Print the data exactly as it appears, keeping every word.

ENTRIES PROVIDED:
══════════════════════════════

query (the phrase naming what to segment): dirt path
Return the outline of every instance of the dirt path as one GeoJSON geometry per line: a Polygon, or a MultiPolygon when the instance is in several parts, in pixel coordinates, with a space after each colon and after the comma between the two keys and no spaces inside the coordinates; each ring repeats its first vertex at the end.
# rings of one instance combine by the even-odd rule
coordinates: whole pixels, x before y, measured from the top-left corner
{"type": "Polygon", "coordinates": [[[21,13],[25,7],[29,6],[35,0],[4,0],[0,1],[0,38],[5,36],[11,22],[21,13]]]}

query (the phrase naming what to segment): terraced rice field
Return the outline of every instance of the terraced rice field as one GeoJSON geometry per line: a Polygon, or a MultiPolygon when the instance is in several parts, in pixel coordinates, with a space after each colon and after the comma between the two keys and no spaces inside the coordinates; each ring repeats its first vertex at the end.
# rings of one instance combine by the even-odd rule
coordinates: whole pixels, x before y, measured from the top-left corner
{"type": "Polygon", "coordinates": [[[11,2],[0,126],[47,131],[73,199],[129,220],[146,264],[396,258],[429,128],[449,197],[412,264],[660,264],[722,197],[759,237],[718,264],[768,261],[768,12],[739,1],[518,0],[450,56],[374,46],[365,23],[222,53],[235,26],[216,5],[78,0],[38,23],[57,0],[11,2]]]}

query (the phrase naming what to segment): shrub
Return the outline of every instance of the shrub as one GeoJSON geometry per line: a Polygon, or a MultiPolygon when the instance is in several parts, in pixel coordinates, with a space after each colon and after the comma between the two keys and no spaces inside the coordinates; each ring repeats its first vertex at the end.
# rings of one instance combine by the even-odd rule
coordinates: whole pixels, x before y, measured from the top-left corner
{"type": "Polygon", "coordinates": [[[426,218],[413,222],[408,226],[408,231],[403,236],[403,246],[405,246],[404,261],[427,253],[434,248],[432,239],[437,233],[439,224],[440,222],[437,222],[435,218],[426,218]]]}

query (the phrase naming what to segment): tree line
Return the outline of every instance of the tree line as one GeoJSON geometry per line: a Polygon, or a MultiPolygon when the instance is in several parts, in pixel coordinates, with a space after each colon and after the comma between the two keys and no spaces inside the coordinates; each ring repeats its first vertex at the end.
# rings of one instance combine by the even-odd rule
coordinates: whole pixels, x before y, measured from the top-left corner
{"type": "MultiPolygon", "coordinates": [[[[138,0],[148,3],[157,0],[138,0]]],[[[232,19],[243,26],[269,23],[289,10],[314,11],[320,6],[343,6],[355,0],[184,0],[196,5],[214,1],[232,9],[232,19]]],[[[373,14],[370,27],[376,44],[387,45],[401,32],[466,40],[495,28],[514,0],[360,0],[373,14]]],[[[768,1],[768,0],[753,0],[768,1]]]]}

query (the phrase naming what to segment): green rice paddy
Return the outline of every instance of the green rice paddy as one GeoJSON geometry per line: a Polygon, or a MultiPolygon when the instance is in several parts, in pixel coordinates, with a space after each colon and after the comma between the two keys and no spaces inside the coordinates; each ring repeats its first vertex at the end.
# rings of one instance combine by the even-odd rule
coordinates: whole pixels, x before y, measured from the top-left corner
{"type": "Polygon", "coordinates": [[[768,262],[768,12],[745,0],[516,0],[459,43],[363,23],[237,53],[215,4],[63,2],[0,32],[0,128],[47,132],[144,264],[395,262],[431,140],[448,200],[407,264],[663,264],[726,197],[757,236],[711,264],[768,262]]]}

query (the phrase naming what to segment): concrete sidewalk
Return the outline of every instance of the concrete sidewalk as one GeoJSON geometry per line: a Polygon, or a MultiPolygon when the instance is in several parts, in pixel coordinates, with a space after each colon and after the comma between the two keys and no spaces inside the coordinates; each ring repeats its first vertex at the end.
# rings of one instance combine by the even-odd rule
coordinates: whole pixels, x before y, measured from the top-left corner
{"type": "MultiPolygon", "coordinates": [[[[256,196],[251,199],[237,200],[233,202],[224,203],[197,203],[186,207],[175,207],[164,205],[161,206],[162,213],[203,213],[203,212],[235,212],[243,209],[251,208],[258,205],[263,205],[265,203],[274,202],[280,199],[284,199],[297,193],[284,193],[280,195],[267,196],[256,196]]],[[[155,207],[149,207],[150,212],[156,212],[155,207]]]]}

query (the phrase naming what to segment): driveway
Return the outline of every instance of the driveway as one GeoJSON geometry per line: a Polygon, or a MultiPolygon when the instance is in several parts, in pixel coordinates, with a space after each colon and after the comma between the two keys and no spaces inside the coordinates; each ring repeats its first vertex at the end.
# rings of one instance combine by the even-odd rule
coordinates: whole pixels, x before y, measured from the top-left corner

══════════════════════════════

EXERCISE RESPONSE:
query (the phrase naming what to segment): dirt path
Return the outline of every instance of the dirt path as one GeoJSON geometry per line: a Polygon, or a MultiPolygon when the instance is in several parts, in pixel coordinates, with a space after each colon and after the comma between the two keys and no spaces inside the coordinates; each ring repeats its first vertex at the end.
# rings of one instance combine by the even-odd rule
coordinates: whole pixels, x before y, measured from the top-left corner
{"type": "Polygon", "coordinates": [[[21,13],[25,7],[29,6],[35,0],[4,0],[0,1],[0,38],[5,36],[11,22],[21,13]]]}

query (the phrase naming what to segment): terraced rice field
Return the outline of every instance of the terraced rice field as one GeoJSON geometry per line: a Polygon, or a MultiPolygon when the instance is in several parts, in pixel coordinates, with a space after each colon and after the comma between the two keys and no spaces inside the coordinates; each ring repeats its first vertex at the end.
# rings of one instance combine by the even-odd rule
coordinates: whole pixels, x before y, measured from the top-left corner
{"type": "Polygon", "coordinates": [[[11,2],[0,126],[47,131],[73,199],[129,220],[146,264],[396,258],[429,128],[449,197],[412,264],[660,264],[722,197],[759,237],[718,264],[768,261],[768,12],[739,1],[518,0],[450,56],[374,46],[365,23],[222,53],[235,26],[216,5],[78,0],[38,23],[57,0],[11,2]]]}

query (the phrase naming what to segment): shrub
Return the outline of every instance of the shrub as one GeoJSON geometry per line: a Polygon, or a MultiPolygon when the instance is in several parts, in pixel coordinates, with a space after each colon and after the comma between the two keys and no spaces inside the coordinates; each ring repeats its first vertex at the end.
# rings of one instance combine by the even-odd rule
coordinates: whole pixels, x before y, measured from the top-left corner
{"type": "Polygon", "coordinates": [[[426,218],[413,222],[408,226],[408,231],[403,236],[403,246],[405,246],[404,261],[427,253],[434,248],[432,239],[437,233],[439,224],[440,222],[437,222],[435,218],[426,218]]]}

query (the phrase naming what to segment): tree line
Return the outline of every instance of the tree line as one GeoJSON geometry per line: a Polygon, or a MultiPolygon when the instance is in several parts, in pixel coordinates, with a space after each colon and after the comma between the two keys and no spaces inside the coordinates; each ring repeats its first vertex at the end.
# rings of one instance combine by the even-odd rule
coordinates: whole pixels, x before y, measured from the top-left corner
{"type": "MultiPolygon", "coordinates": [[[[138,0],[148,3],[157,0],[138,0]]],[[[232,19],[243,26],[269,23],[289,10],[314,11],[320,6],[343,6],[355,0],[184,0],[196,5],[214,1],[232,9],[232,19]]],[[[373,14],[370,27],[376,44],[387,45],[401,32],[466,40],[495,28],[514,0],[360,0],[373,14]]],[[[768,1],[768,0],[753,0],[768,1]]]]}

query (the phrase naming what to segment): green rice paddy
Return the outline of every instance of the green rice paddy as one GeoJSON geometry per line: a Polygon, or a MultiPolygon when the instance is in several parts, in pixel coordinates, with a space after each colon and after the comma between the two keys and no spaces inside the coordinates; each ring repeats its first vertex at the end.
# rings of one instance combine by the even-odd rule
coordinates: whole pixels, x before y, measured from the top-left corner
{"type": "Polygon", "coordinates": [[[768,262],[768,12],[745,0],[516,0],[459,43],[363,23],[237,53],[215,4],[63,2],[0,32],[0,128],[47,132],[144,264],[395,262],[431,140],[448,200],[407,264],[663,264],[726,197],[757,236],[711,264],[768,262]]]}

query (the phrase naming what to segment): concrete sidewalk
Return the outline of every instance of the concrete sidewalk as one GeoJSON geometry per line: a Polygon, or a MultiPolygon when the instance is in several parts, in pixel coordinates, with a space after each colon and after the comma between the two keys and no spaces inside the coordinates; each ring repeats its first vertex at the end.
# rings of one instance combine by the even-odd rule
coordinates: whole pixels, x before y, measured from the top-left corner
{"type": "MultiPolygon", "coordinates": [[[[256,196],[251,199],[237,200],[233,202],[224,203],[197,203],[186,207],[175,207],[164,205],[161,206],[162,213],[203,213],[203,212],[235,212],[243,209],[251,208],[258,205],[263,205],[265,203],[274,202],[280,199],[284,199],[297,193],[284,193],[280,195],[267,196],[256,196]]],[[[155,207],[149,207],[150,212],[156,212],[155,207]]]]}

query (the phrase naming what to segment): driveway
Return the outline of every instance of the driveway as one GeoJSON geometry per line: a Polygon, or a MultiPolygon when the instance is in several parts, in pixel coordinates, with a space after each colon and after the comma between the two keys and no spaces inside the coordinates; each ring repeats its first vertex at the end.
# rings of one instance combine by the even-odd rule
coordinates: whole pixels, x before y, measured from the top-left corner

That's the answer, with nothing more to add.